Referring expression pointing data:
== Segment start ==

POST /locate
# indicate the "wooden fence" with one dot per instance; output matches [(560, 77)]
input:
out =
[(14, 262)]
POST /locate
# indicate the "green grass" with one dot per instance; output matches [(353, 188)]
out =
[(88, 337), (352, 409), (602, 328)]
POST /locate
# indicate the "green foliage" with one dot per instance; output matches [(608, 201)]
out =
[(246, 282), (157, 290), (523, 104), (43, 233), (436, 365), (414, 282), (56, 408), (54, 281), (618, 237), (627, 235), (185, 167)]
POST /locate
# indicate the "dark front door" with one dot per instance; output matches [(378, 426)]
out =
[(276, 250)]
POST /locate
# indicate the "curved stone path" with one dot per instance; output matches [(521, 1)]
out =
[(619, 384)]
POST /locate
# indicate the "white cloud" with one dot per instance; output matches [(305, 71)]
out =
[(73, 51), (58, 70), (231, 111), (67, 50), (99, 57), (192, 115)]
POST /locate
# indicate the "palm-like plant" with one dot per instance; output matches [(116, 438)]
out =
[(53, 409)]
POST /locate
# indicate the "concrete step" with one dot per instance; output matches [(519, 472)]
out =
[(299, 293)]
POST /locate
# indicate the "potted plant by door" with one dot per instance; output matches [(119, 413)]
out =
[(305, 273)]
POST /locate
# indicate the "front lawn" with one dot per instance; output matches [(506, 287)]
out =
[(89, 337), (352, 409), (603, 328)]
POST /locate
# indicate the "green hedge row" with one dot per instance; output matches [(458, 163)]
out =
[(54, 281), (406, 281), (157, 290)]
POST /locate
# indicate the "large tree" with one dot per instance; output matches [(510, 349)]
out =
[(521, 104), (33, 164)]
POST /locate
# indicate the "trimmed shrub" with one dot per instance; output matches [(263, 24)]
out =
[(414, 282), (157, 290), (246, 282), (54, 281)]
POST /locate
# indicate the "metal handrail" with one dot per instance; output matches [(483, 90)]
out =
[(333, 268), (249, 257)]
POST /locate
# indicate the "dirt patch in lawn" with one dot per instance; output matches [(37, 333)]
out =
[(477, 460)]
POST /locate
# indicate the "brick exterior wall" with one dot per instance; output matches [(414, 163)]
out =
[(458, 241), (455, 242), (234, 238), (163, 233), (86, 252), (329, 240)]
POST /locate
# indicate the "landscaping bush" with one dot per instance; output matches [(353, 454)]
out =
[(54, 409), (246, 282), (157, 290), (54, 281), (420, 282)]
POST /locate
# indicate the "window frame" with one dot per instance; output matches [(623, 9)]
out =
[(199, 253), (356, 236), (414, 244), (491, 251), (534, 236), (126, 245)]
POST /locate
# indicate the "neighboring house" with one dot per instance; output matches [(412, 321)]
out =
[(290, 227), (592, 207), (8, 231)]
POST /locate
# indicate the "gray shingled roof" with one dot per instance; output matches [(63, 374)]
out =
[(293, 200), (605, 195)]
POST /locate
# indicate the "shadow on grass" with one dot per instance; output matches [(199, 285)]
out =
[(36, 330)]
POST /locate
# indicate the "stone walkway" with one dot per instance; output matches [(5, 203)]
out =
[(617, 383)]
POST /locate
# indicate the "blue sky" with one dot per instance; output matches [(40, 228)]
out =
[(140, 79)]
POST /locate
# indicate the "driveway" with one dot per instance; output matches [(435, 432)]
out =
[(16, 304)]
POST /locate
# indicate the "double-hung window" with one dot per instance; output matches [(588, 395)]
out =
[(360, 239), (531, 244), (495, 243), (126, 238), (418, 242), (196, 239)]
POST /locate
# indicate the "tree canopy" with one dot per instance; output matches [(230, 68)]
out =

== Segment end ==

→ Your goal: Please copy out every line shown above, exactly.

→ Response area:
POST /locate
# indicate the "wooden fence" with one dot per instance; output matches [(560, 77)]
input:
out =
[(14, 262)]
POST /locate
# indicate the "green grass" with one dot per instance; output matches [(353, 188)]
out =
[(88, 337), (352, 409), (602, 328)]
POST /locate
# indicate the "green foliage" with one dot per instance; output matches [(608, 201)]
out =
[(246, 282), (157, 290), (523, 104), (43, 233), (436, 365), (414, 282), (56, 408), (54, 281), (618, 237), (627, 235), (185, 167)]
POST /locate
# indicate the "dark front door" with one dot per instance; output matches [(378, 426)]
out =
[(276, 250)]
POST /locate
# indicate the "curved stone path" with one dot per instance; output matches [(521, 1)]
out =
[(619, 384)]
POST /locate
# indicate the "white cloud" with one dot per instance; output matches [(305, 71)]
out =
[(73, 51), (58, 70), (231, 111), (67, 50), (99, 57), (192, 115)]
POST /locate
# indicate the "palm-like plant" with one dot per instance; output matches [(116, 438)]
out =
[(53, 409)]
POST /locate
# indicate the "concrete step" with one dot per instance; output matches [(519, 472)]
out =
[(299, 293)]
POST /locate
# indicate the "potted plant by door" with one dot per instance; output matches [(119, 413)]
out =
[(305, 273)]
POST /locate
# indicate the "front lawn" with one dot per instance; output matches [(506, 287)]
out =
[(89, 337), (352, 409), (603, 328)]
POST /locate
# indicate the "green hedge row" with one dot per instance; output matches [(458, 163)]
out =
[(54, 281), (406, 281), (157, 290)]
POST /locate
# indicate the "large tree" with one dot per instance; output matches [(510, 349)]
out =
[(521, 104), (33, 164)]
POST /locate
# indicate the "trimmed shrub" with one dot per instance; output matches [(263, 24)]
out =
[(414, 282), (157, 290), (246, 282), (54, 281)]
POST /locate
# indicate the "metal handrail" with one dot per instance; output matches [(483, 90)]
out =
[(333, 268), (249, 257)]
POST /locate
# indicate the "dirt patch in lawn" with one dot per instance; output matches [(37, 333)]
out =
[(477, 460)]
POST /locate
# indicate the "brick exterior wall" with one dot per instance; output matches [(414, 163)]
out =
[(458, 241), (455, 242), (234, 238), (163, 233), (86, 252), (329, 240)]
POST /locate
# indicate the "landscaping bush" with one dot per instance; output matches [(353, 454)]
out =
[(54, 409), (246, 282), (157, 290), (54, 281), (420, 282)]
POST /locate
# indicate the "window frame" with one dot per instance; output matches [(623, 9)]
out =
[(199, 253), (356, 236), (414, 244), (491, 251), (534, 236), (126, 245)]
POST /locate
# indicate the "neighboring house" with one dot per instance; output matches [(412, 321)]
out =
[(290, 227), (592, 207), (8, 231)]
POST /locate
# indicate the "gray shingled roof" with one dot per instance; output matches [(63, 374)]
out =
[(293, 200), (605, 195)]
POST /locate
# indicate the "shadow on grass" with one dot per instance; output matches [(199, 285)]
out =
[(36, 330)]
POST /locate
# indicate the "stone walkway" with one dot per instance; output matches [(5, 203)]
out =
[(617, 383)]
POST /locate
# indicate the "blue sky" with one dot per instance; output matches [(40, 228)]
out =
[(140, 79)]
POST /locate
# indicate the "driveway" with one dot per instance; output matches [(435, 432)]
out =
[(16, 304)]
POST /locate
# indicate the "double-hung window" with one dot per instance; output matches [(588, 395)]
out =
[(360, 239), (531, 244), (495, 243), (126, 238), (418, 242), (196, 239)]
POST /locate
# indicate the "tree canopy" with one dot per instance; output matches [(230, 68)]
out =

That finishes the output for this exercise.